Exercise brief:
In the article below on the Canucks signing Mackenze Stewart, which overall pick was Stewart in the 2014 NHL Entry Draft?

Extracted text:
The Vancouver Canucks signed 2014 7th round draft pick Mackenze Stewart to an entry-level contract today.
Here is the press release from the Canucks:
Vancouver, B.C. – Vancouver Canucks General Manager Jim Benning announced today that the Canucks have signed defenceman Mackenze Stewart.
Stewart, 19, recorded 11 points (5-6-11) and a team-high 114 penalty minutes with the Prince Albert Raiders this season. The Calgary, Alberta native has appeared in 127 WHL regular season games with the Prince Albert Raiders collecting 20 points (10-10-20) and 185 penalty minutes.
The 6’4”, 216-pound defenceman was selected 186th overall by Vancouver in the 2014 NHL Entry Draft.
The timing of this signing is a bit odd, given that the Canucks have yet to sign a more promising prospect, Jordan Subban, presumably because of the 50 contract limit that each NHL team has to adhere to. Subban has until June 1st to sign, or he will re-enter the draft next month.

Study material:

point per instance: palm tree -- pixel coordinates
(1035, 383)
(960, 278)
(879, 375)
---
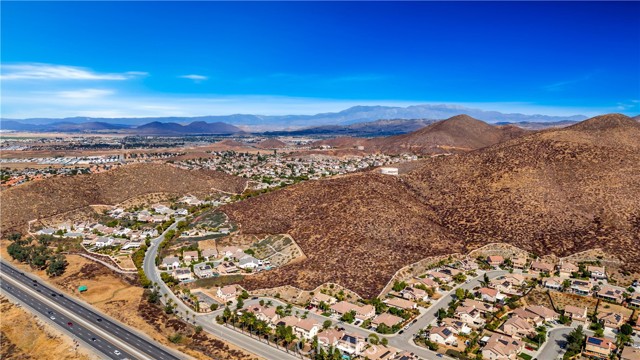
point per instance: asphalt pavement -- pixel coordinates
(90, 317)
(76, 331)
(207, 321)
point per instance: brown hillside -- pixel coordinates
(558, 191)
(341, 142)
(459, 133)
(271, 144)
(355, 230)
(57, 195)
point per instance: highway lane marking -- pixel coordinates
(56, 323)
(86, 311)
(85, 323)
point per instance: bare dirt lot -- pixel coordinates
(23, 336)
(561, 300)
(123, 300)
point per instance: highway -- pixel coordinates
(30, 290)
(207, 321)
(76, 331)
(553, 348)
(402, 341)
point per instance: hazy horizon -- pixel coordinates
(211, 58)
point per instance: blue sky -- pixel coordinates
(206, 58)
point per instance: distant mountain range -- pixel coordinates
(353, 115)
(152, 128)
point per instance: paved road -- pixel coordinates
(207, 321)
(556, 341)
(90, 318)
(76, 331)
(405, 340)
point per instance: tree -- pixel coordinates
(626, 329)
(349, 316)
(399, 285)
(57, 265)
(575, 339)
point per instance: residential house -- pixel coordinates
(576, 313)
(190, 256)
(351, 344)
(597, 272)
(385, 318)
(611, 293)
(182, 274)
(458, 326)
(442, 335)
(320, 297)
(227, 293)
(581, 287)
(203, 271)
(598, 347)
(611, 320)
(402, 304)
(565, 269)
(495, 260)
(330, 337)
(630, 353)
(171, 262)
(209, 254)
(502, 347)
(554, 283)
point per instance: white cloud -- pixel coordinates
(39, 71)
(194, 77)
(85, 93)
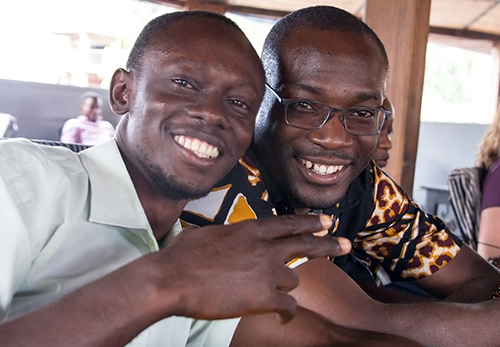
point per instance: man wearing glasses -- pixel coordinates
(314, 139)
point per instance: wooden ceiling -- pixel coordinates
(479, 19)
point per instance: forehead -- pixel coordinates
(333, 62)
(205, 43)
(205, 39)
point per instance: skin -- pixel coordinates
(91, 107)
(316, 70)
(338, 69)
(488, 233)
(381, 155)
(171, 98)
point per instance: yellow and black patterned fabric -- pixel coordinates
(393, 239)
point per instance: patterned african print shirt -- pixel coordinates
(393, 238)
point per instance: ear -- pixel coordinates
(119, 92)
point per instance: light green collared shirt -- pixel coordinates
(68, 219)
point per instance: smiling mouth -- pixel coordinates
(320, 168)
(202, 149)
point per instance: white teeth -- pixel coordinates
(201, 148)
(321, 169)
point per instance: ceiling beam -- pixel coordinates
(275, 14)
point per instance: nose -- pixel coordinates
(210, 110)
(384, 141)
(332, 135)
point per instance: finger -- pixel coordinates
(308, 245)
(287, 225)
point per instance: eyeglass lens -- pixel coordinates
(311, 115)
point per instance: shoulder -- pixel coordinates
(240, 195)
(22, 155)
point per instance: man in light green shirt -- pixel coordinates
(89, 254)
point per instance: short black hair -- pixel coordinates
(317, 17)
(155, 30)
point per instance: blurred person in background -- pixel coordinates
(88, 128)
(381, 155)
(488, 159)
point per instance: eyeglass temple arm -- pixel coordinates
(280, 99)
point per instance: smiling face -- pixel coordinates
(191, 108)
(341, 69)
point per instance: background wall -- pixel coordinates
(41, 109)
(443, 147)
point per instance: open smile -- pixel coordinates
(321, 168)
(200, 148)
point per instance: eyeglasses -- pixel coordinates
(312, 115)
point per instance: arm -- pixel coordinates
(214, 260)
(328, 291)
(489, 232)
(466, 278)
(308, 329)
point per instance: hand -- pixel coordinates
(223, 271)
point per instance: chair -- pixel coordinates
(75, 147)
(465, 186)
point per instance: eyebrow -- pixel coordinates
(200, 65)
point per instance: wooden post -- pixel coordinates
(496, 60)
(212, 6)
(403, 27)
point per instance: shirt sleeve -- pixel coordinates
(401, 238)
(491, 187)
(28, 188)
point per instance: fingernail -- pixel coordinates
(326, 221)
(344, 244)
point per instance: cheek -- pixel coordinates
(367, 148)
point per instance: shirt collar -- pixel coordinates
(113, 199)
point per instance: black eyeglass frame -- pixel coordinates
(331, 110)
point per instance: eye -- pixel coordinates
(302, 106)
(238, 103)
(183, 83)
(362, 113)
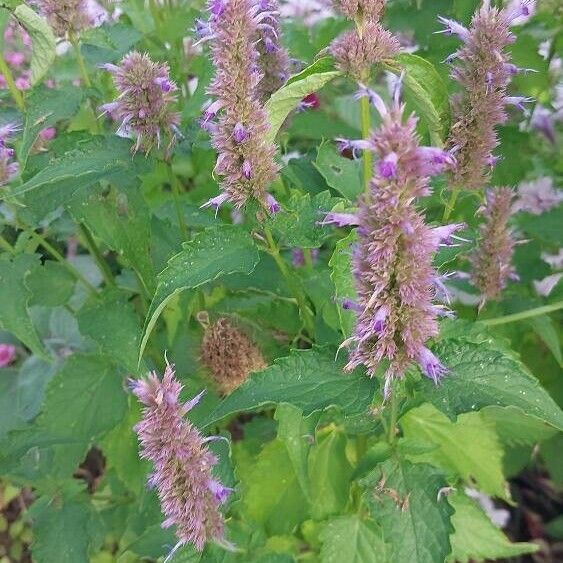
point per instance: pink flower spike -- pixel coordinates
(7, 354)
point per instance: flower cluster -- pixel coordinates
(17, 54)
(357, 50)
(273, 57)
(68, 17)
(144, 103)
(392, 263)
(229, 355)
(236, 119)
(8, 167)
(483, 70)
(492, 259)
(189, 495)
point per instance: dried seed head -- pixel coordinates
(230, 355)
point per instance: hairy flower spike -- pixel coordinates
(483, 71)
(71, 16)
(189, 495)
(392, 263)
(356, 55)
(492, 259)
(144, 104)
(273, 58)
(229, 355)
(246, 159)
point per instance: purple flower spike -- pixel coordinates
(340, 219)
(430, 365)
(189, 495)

Finished exercise:
186th overall